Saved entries
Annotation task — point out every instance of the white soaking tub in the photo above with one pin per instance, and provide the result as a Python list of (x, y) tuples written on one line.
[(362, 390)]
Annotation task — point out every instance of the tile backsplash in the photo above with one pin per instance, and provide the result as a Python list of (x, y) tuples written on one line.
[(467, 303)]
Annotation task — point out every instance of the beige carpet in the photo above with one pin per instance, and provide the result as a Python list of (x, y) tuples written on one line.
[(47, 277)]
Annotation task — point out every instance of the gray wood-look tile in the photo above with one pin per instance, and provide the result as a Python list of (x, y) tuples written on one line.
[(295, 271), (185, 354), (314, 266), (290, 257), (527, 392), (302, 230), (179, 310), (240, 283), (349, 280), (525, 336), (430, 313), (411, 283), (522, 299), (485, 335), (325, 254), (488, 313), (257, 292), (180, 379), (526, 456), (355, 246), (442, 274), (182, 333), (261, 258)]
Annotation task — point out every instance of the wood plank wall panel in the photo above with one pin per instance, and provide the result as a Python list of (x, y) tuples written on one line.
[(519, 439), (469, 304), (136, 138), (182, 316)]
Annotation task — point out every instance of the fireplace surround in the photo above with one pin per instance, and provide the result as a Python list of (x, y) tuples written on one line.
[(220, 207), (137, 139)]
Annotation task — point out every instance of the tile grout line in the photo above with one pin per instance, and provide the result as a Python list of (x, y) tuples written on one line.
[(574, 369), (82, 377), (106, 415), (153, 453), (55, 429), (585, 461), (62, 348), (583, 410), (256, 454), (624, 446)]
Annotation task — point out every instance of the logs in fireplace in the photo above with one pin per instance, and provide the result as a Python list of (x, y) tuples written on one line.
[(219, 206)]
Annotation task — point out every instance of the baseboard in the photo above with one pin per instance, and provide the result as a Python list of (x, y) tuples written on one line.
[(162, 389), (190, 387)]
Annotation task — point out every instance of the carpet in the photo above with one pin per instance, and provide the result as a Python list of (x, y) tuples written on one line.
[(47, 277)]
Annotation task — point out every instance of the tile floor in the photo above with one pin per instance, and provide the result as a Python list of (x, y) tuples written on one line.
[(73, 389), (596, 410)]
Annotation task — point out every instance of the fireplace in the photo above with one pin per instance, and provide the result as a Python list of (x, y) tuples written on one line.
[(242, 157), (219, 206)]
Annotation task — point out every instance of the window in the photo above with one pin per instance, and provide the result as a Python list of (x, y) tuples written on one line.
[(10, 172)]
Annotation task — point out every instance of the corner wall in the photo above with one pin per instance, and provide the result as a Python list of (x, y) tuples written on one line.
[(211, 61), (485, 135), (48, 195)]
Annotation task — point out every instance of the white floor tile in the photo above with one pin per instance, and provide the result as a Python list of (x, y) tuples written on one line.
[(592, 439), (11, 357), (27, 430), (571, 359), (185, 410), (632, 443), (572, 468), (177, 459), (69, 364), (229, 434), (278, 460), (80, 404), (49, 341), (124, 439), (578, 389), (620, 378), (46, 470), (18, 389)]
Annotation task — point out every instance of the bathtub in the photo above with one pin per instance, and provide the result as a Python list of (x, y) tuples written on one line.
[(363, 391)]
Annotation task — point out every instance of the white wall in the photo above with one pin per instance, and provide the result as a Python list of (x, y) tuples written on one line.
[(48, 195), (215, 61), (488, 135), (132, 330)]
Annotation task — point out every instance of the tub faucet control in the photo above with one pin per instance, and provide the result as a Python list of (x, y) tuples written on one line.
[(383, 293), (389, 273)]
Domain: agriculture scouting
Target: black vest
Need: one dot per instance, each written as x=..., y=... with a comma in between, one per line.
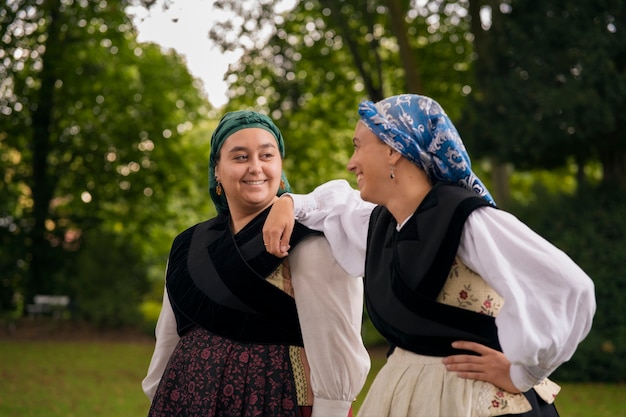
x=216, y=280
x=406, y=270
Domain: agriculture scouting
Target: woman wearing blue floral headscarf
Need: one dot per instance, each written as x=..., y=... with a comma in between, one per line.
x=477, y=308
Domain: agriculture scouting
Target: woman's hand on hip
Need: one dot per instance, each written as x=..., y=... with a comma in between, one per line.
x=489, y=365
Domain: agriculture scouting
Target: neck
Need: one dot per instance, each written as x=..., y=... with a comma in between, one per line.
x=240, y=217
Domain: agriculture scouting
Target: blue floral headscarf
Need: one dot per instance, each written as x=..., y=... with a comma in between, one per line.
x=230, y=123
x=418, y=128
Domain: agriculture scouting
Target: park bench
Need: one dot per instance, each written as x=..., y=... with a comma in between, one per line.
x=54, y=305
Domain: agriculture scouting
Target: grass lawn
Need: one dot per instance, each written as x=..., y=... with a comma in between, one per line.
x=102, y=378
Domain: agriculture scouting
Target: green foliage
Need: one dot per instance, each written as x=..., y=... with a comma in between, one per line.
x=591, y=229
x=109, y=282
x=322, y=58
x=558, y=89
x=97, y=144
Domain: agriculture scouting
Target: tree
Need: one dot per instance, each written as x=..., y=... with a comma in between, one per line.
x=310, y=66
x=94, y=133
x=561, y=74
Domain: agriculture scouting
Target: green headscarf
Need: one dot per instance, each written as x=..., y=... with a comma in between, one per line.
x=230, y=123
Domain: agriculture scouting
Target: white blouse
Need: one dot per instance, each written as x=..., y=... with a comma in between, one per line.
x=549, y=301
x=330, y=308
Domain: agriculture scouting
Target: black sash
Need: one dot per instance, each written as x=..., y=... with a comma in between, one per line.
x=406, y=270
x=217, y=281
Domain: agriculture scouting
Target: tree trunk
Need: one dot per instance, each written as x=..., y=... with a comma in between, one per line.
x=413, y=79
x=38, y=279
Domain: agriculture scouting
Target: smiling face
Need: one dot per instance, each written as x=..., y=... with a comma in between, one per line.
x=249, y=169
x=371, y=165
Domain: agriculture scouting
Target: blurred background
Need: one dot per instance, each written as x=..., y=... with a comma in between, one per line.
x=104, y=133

Work required
For the word "green", count the lines of the data that contain it and report only the total.

Response
2